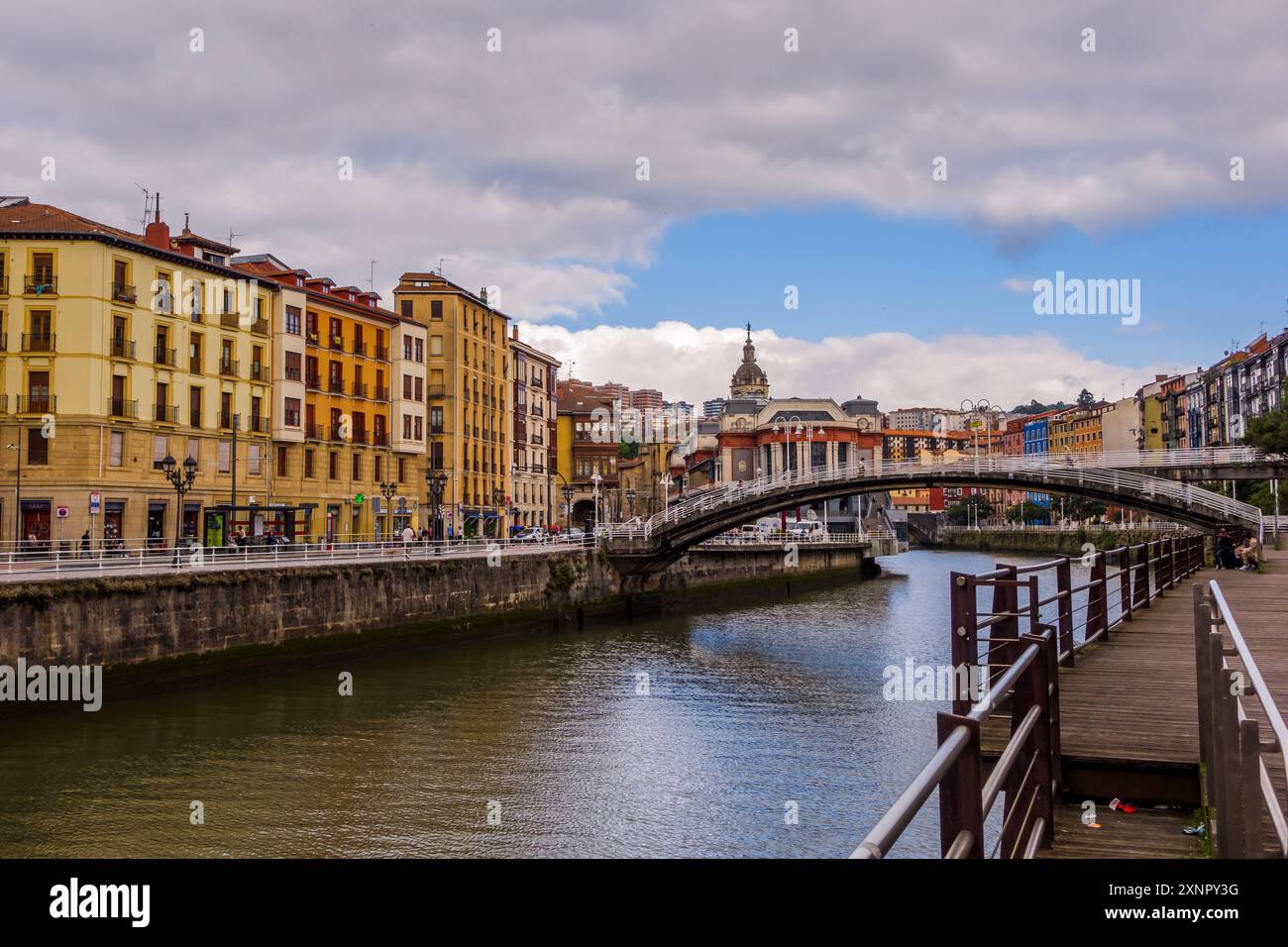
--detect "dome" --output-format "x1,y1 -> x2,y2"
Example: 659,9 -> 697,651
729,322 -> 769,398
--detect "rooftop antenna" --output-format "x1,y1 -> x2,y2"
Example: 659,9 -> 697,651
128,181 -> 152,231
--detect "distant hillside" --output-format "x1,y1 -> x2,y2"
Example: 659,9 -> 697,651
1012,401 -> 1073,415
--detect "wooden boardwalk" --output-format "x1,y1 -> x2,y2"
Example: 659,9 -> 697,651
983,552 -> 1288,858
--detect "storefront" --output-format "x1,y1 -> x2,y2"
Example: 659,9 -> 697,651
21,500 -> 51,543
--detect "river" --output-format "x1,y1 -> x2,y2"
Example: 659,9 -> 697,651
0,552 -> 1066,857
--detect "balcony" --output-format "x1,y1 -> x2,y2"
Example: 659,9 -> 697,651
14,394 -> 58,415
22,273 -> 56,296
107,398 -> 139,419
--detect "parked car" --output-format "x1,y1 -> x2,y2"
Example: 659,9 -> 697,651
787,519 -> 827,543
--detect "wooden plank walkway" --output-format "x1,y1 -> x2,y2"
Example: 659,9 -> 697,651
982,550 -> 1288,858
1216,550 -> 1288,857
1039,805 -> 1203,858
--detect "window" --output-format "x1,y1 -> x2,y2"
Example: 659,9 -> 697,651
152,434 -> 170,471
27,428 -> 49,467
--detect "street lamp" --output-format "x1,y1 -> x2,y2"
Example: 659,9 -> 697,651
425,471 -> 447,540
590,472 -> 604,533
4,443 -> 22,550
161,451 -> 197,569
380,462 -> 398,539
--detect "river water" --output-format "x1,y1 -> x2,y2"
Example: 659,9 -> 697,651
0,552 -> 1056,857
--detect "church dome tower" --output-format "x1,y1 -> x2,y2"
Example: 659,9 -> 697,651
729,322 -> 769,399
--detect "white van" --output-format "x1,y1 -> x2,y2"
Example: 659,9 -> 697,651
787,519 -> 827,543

______________________________

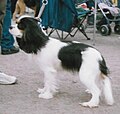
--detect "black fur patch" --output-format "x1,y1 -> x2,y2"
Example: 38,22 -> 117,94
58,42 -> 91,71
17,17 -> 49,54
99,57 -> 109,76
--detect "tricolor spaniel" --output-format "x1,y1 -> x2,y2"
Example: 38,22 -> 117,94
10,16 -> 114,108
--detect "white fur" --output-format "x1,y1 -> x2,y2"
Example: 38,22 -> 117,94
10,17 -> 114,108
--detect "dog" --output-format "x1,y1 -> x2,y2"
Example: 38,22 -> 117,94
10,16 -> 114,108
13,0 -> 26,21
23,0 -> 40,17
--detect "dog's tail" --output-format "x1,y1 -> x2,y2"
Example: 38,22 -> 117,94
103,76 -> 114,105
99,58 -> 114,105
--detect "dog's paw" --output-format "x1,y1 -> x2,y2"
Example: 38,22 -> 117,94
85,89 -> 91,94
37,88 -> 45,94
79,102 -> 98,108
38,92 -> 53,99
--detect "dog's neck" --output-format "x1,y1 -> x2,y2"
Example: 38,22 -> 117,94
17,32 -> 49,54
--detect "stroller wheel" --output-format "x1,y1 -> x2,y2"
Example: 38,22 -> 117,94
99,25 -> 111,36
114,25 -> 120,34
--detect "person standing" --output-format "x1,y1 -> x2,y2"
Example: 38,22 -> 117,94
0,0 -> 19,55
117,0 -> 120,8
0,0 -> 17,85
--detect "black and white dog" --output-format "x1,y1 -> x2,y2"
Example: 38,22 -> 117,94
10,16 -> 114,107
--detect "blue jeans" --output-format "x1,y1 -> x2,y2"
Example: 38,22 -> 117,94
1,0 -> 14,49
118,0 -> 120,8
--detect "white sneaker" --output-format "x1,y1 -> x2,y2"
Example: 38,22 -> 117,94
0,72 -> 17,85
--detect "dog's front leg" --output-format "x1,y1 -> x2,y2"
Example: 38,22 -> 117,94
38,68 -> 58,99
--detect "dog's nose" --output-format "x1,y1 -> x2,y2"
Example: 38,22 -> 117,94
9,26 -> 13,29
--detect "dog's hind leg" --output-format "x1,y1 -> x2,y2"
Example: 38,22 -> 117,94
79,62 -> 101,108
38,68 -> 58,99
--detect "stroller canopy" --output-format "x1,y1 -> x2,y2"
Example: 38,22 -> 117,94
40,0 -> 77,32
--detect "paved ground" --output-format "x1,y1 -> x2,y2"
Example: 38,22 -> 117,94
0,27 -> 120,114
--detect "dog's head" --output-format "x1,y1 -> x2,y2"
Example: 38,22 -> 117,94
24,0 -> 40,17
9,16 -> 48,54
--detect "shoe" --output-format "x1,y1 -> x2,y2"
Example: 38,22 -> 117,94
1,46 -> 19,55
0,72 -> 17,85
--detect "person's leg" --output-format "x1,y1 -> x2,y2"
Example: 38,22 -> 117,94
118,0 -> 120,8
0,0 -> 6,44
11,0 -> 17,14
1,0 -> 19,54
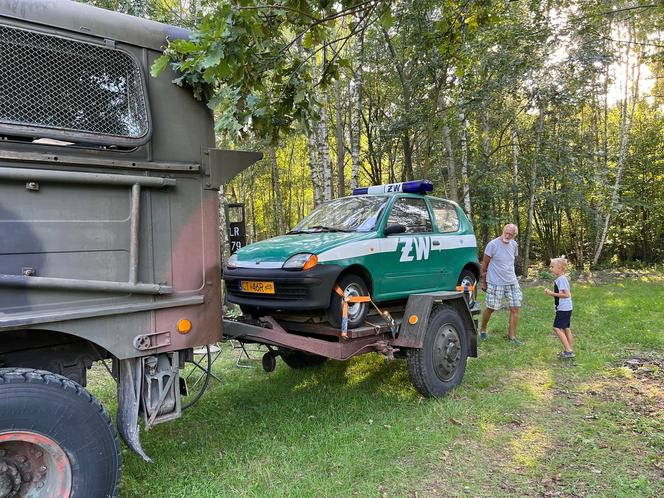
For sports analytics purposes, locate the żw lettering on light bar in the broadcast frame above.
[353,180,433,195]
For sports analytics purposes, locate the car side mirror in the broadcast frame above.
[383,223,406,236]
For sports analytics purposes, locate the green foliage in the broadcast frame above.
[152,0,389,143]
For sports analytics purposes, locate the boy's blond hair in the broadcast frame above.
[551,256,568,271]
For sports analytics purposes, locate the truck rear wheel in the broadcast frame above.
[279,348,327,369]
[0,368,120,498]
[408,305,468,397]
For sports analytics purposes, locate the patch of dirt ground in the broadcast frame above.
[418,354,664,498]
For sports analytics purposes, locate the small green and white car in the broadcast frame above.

______________________________

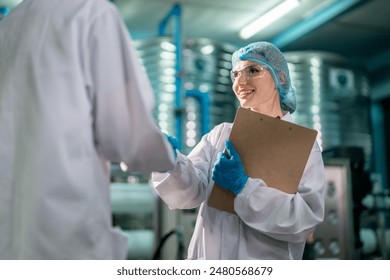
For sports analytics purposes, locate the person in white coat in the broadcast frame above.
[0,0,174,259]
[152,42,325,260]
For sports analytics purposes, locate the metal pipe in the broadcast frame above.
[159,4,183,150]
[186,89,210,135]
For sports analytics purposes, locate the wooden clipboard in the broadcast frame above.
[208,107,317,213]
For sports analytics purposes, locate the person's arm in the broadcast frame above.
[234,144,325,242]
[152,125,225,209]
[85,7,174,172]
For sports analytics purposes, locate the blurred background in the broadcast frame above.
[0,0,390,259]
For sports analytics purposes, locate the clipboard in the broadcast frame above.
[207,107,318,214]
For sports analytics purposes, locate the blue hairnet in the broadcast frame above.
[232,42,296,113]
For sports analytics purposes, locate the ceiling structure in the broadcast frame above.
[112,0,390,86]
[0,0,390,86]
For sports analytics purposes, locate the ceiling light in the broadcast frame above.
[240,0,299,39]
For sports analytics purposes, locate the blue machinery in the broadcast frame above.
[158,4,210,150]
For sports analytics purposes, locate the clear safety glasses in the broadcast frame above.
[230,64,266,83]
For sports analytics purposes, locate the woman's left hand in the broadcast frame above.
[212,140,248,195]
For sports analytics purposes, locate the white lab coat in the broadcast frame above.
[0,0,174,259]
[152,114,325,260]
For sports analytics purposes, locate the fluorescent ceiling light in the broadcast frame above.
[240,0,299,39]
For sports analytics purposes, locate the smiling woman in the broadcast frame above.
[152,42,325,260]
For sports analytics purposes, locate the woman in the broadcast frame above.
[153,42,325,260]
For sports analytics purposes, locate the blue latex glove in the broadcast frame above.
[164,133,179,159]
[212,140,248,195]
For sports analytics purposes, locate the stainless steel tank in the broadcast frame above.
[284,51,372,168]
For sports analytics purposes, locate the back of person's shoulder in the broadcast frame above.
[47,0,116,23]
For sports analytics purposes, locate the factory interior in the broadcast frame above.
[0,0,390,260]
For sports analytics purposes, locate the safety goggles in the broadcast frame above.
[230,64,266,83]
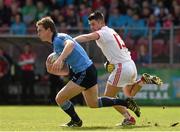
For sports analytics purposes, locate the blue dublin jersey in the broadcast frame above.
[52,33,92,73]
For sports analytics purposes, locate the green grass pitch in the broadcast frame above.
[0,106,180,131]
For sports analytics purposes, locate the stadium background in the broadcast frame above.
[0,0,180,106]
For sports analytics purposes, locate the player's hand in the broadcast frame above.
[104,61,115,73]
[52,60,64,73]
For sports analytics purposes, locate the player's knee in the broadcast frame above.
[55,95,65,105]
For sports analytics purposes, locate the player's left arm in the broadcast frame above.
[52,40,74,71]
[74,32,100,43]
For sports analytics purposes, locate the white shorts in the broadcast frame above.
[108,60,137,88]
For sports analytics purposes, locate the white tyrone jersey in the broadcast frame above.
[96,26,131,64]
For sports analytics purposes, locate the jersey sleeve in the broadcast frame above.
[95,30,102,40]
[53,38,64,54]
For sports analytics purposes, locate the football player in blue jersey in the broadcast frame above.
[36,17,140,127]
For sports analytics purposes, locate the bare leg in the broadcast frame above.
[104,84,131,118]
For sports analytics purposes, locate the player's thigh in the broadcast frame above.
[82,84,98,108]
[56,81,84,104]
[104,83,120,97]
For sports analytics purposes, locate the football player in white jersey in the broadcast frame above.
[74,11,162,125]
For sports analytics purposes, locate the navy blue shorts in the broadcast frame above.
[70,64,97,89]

______________________________

What the task requires: Reproduce the records verbatim, starting with the line that contains "For sports analytics purposes, locate the factory" and stopping after the line that contains "[96,26,131,64]". Omit the picture from your copy.

Written solution:
For sports analytics purposes, locate the factory interior in the broadcast frame above.
[0,0,390,260]
For sports analytics purposes, locate the safety goggles in the broadcast frame above.
[230,64,266,83]
For sports analytics purposes, locate the blue dublin jersey in the broadcast frame above.
[52,33,92,73]
For sports analytics purposes, locate the green grass pitch in the broadcast frame above.
[0,106,180,131]
For sports analytics purposes, locate the stadium background in the broadcast frame above.
[0,0,180,106]
For sports analytics purposes, locate the player's hand in the broadcast frame above.
[104,61,115,73]
[52,60,64,73]
For sports analytics purposes, locate the player's knee in the broadcast frame above.
[55,95,65,105]
For sports analytics purposes, locate the player's left arm in the broadcast frame above.
[52,40,74,71]
[74,32,100,43]
For sports analytics purposes, locate the white shorts in the broadcast frame above.
[108,60,137,88]
For sports analytics purposes, locate the white tyrone jersey in the broadcast frame above.
[96,26,131,64]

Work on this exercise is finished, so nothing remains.